[What to produce]: Echo back the lines between the line holding "shape point(418, 68)" and the line holding "point(309, 108)", inclusive, copying each one exactly.

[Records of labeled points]
-- BEGIN --
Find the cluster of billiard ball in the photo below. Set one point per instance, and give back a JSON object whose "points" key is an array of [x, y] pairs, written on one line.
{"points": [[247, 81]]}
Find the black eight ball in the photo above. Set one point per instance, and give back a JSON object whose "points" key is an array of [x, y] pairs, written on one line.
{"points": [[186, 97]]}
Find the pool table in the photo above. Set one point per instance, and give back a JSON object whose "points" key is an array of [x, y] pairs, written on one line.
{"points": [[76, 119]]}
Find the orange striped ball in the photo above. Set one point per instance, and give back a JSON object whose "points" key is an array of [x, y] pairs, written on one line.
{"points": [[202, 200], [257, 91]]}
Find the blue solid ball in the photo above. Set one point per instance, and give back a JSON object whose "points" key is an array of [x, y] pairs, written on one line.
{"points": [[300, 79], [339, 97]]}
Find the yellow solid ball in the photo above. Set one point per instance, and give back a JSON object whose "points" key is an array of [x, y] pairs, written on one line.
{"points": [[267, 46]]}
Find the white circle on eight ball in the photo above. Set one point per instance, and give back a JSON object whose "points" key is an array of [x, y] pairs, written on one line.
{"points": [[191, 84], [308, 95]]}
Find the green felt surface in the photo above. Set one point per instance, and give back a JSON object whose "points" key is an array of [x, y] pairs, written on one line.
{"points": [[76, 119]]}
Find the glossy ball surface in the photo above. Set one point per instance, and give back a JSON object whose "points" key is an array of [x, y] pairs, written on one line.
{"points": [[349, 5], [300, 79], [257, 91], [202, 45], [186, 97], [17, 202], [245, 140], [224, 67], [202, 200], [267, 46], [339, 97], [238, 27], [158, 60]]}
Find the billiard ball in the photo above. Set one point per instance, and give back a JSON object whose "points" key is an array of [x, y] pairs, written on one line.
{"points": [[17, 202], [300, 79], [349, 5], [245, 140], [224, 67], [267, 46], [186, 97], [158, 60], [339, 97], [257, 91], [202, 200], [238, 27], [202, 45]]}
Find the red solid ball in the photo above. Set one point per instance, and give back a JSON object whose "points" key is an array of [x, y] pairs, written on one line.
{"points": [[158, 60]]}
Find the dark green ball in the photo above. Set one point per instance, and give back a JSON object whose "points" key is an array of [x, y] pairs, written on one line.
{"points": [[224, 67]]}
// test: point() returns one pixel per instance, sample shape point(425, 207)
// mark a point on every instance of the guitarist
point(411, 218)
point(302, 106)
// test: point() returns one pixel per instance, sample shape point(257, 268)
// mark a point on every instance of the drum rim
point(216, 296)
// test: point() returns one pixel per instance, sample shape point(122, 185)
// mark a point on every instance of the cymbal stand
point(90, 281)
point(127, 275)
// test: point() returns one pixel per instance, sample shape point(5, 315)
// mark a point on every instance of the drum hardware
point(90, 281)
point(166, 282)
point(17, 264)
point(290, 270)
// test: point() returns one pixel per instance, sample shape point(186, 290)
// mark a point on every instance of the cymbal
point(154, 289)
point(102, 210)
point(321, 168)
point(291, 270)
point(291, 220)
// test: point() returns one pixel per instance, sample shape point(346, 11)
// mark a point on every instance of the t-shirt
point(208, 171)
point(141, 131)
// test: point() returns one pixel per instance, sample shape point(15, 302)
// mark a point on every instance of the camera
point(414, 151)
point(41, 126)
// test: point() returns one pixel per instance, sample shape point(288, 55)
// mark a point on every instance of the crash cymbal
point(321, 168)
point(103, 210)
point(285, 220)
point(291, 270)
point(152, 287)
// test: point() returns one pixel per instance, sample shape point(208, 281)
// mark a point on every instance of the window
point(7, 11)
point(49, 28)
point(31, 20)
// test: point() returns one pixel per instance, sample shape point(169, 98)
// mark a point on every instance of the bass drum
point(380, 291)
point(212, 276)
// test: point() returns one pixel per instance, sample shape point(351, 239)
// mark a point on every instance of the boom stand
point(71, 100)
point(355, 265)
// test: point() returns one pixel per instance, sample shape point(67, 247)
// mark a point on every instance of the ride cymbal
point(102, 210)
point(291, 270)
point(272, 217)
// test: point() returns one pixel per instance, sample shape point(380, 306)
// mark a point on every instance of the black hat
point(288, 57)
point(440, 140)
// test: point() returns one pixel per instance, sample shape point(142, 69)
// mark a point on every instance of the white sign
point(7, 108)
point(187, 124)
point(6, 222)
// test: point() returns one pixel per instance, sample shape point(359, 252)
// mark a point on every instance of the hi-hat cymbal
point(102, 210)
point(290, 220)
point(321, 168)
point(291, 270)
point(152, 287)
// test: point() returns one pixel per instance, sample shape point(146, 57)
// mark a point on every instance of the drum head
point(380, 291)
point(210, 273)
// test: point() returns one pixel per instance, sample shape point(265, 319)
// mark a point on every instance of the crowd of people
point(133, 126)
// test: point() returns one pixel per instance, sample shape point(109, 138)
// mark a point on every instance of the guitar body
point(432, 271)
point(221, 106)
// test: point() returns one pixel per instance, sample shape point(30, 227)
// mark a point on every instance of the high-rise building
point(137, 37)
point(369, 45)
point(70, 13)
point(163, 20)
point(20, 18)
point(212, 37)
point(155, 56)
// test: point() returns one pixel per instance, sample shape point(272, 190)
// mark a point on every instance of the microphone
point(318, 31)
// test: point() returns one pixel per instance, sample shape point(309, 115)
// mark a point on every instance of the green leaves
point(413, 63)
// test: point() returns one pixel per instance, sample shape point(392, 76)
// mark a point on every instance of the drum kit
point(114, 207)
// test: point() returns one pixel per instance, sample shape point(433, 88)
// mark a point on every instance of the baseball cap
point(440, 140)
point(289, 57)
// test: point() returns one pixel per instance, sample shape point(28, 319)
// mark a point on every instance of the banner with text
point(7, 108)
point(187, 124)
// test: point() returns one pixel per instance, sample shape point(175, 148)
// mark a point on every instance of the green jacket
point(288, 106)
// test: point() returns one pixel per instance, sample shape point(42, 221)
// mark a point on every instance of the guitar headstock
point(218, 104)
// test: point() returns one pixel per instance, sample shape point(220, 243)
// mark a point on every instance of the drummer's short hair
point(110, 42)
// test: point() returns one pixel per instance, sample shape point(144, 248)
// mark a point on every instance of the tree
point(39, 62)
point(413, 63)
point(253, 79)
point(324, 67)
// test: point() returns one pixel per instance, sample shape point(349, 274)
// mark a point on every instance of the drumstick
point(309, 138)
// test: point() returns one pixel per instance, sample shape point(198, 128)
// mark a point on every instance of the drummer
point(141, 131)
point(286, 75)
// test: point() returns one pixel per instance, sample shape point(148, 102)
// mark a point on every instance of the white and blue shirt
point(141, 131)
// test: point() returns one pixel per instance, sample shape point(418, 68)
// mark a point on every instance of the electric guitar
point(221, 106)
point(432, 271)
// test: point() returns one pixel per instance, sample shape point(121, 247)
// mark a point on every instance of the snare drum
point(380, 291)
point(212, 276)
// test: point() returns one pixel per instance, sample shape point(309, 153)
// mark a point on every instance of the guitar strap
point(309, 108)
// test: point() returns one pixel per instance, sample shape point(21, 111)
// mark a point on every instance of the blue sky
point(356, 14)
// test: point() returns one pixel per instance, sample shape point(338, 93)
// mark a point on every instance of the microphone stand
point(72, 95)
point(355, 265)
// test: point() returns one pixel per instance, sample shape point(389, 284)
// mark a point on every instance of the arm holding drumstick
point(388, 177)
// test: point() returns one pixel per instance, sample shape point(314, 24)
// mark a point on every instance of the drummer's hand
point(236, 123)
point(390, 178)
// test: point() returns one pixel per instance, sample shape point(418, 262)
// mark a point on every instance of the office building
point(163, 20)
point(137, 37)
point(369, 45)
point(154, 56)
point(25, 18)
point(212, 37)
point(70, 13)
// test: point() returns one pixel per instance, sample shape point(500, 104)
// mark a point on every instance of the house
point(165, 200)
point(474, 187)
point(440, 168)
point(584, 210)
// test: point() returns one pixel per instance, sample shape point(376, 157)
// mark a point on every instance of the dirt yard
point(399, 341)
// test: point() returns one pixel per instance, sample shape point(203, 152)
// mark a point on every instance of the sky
-- END --
[Result]:
// test: point() returns one pixel per instance, sample shape point(418, 68)
// mark a point on every instance of the electric guitar
point(221, 106)
point(432, 271)
// test: point() returns one pixel per instance, sample shape point(121, 247)
// mark a point on every instance of the snare drum
point(380, 291)
point(212, 276)
// test: point() returns one pixel per instance, sample shape point(309, 153)
// mark a point on every instance of the guitar strap
point(309, 108)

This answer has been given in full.